Pointing dataset records
>>>>
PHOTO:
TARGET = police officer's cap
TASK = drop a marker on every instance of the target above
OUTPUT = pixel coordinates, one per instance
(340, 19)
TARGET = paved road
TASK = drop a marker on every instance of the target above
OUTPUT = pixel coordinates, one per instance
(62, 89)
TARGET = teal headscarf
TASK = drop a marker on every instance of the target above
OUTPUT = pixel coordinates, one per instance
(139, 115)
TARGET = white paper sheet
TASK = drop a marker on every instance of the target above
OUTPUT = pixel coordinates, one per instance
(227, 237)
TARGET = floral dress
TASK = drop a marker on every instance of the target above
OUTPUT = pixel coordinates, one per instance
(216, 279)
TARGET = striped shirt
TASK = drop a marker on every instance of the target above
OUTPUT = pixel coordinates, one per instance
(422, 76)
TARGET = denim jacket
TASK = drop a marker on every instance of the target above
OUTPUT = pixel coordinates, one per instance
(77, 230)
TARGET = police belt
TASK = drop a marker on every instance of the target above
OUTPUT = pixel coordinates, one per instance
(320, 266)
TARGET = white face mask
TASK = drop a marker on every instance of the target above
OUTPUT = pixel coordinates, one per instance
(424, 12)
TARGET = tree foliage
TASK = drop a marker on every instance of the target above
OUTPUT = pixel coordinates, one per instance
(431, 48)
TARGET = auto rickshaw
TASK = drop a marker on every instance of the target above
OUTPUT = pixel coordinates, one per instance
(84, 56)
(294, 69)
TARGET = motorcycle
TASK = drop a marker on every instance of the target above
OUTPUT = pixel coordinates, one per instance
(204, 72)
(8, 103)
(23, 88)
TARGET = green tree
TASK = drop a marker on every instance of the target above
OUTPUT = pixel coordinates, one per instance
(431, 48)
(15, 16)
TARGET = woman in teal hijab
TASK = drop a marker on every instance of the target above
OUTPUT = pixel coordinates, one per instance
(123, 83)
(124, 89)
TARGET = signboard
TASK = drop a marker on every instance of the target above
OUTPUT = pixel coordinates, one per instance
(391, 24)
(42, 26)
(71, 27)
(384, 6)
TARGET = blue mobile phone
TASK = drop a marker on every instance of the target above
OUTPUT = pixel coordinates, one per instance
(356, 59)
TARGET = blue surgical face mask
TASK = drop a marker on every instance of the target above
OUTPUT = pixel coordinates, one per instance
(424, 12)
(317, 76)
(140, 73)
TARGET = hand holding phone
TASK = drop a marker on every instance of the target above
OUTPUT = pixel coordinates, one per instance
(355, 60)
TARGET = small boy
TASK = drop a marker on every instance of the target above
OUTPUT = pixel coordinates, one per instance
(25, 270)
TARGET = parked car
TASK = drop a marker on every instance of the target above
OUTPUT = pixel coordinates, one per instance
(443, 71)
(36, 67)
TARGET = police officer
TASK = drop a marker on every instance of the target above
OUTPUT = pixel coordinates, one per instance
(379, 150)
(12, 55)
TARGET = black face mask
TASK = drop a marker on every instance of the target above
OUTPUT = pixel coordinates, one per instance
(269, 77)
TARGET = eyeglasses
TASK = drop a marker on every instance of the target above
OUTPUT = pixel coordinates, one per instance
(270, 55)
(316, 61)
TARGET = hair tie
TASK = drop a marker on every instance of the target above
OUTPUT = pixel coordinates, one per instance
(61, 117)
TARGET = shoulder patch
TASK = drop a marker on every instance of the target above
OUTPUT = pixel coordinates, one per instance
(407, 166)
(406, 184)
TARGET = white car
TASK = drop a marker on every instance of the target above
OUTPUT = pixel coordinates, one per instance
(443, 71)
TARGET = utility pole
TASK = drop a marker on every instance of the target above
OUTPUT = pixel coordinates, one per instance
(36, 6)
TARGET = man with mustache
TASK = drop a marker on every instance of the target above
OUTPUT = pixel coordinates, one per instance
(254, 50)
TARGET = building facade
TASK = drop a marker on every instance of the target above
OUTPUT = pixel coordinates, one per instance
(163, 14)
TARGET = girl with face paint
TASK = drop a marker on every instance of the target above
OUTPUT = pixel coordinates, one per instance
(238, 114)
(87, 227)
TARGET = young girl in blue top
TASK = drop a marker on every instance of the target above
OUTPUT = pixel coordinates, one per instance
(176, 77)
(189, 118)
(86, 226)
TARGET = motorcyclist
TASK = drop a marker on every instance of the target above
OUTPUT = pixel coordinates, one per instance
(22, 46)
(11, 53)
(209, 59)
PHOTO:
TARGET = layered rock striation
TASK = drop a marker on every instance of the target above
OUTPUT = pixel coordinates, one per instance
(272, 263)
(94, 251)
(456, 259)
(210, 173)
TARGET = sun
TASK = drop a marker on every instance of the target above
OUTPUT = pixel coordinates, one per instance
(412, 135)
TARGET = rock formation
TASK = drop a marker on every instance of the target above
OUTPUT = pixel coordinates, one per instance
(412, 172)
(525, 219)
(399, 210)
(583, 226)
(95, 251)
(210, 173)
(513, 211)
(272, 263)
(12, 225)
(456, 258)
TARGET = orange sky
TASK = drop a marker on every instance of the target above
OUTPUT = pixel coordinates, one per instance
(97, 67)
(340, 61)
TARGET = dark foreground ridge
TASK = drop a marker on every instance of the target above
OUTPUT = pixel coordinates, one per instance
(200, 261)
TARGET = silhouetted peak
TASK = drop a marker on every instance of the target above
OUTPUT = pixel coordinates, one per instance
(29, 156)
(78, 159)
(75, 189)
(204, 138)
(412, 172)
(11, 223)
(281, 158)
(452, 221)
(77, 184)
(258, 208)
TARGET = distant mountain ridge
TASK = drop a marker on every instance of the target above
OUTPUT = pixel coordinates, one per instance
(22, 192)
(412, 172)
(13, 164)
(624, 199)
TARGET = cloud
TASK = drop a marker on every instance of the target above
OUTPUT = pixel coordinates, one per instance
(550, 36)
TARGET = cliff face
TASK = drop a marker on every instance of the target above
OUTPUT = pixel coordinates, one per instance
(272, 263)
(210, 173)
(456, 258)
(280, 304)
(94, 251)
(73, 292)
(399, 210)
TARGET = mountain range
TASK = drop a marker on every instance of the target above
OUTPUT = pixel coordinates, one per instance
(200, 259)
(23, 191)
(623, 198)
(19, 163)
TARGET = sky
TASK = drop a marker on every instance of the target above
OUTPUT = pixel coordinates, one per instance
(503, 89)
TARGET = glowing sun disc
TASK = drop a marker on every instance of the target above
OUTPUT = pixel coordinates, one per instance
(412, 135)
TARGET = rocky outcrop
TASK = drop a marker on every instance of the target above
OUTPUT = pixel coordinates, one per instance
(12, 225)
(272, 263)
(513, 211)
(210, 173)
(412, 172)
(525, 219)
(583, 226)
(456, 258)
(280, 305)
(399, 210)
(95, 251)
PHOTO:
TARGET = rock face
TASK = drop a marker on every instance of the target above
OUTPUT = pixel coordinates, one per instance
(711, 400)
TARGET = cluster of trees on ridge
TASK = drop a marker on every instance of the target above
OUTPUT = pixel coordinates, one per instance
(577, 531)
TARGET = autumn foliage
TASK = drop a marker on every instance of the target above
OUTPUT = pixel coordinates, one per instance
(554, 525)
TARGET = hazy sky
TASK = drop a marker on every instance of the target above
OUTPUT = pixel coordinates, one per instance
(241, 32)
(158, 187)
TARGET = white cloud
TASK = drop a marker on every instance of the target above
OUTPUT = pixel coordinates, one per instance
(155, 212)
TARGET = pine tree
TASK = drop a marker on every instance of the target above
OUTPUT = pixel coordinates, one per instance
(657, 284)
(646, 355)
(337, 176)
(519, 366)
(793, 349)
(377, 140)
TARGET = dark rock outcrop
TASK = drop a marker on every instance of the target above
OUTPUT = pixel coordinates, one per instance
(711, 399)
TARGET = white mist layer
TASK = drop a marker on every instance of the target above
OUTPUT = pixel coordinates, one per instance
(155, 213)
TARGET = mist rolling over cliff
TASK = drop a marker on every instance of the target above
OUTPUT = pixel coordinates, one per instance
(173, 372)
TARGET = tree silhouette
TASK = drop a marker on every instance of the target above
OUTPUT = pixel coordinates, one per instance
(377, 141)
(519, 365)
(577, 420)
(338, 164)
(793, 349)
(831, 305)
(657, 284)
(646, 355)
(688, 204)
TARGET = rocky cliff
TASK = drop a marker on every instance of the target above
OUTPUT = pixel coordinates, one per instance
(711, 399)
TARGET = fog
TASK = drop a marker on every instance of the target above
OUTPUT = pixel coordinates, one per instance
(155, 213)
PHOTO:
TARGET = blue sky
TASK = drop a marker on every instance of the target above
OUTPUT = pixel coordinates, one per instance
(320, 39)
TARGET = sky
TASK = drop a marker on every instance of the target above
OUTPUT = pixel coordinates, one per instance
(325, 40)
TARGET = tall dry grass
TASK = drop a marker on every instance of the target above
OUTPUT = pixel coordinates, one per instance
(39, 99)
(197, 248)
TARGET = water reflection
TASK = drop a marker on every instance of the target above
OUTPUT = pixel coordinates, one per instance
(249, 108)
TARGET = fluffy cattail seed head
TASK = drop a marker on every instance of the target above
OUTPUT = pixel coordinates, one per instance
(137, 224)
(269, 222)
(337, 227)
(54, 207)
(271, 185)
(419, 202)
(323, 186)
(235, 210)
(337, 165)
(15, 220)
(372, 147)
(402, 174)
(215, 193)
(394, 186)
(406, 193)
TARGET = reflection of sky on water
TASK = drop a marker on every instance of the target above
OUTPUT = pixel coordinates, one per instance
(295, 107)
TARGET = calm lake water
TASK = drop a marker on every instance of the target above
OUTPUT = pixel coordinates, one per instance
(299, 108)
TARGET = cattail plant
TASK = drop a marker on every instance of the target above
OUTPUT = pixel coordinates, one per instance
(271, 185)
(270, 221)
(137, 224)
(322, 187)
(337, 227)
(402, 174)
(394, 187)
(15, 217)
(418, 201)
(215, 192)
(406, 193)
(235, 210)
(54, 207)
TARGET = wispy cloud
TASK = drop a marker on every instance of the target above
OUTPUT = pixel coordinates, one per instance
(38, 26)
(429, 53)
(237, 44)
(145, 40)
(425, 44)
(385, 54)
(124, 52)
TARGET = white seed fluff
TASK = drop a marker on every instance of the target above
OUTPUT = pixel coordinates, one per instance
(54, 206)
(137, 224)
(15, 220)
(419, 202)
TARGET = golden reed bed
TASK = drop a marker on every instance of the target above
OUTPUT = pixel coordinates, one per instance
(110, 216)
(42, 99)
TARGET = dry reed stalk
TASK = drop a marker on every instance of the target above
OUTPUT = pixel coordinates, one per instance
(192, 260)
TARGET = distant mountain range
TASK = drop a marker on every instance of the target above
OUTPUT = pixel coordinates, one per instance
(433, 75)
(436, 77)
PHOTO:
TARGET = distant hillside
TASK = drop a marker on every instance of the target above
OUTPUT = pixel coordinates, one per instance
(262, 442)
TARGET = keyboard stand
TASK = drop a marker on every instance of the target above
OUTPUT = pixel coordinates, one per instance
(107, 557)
<<<<
What you need to do: Return, word for word, each line from the line that contains "TARGET = reflection of sky on water" to the end of the listing above; include both end lines and nothing else.

Answer for this exercise:
TARGET = reflection of sky on water
TASK = drop a marker on every instance of the target above
OUTPUT = pixel coordinates, one per instance
(295, 107)
TARGET = calm lake water
TASK = drop a marker on every instance of the target above
OUTPUT = pixel coordinates, one per instance
(299, 108)
TARGET = cattail plant
TASK = drop a marker on every instance of the target above
OUTPUT = pixel coordinates, one per instance
(271, 185)
(270, 221)
(137, 224)
(322, 187)
(337, 227)
(402, 174)
(394, 187)
(15, 217)
(418, 201)
(215, 192)
(406, 193)
(235, 210)
(54, 207)
TARGET = wispy cloud
TASK = drop a marker on every instance of the target above
OUTPUT = pixel coordinates, one per instance
(38, 26)
(429, 53)
(237, 44)
(145, 40)
(425, 44)
(385, 54)
(124, 52)
TARGET = white seed fluff
TASK = drop a marker on every instance of the target above
OUTPUT = pixel coordinates, one per instance
(54, 206)
(137, 224)
(15, 220)
(419, 202)
TARGET = golden reed bed
TASK = drop a marker on every instance of the target above
OUTPUT = pixel coordinates, one per instance
(110, 216)
(42, 99)
TARGET = dry reed stalk
TASK = drop a marker on every instance of the target above
OUTPUT = pixel coordinates, one per instance
(192, 260)
TARGET = distant mountain range
TASK = drop a marker on every instance of the target above
OUTPUT = pixel coordinates, one per instance
(433, 75)
(436, 77)
PHOTO:
TARGET = distant hillside
TASK = drop a marker on every instance of the target above
OUTPUT = pixel coordinates, one per instance
(262, 442)
TARGET = keyboard stand
TASK = drop a marker on every instance of the target above
OUTPUT = pixel coordinates, one per instance
(107, 557)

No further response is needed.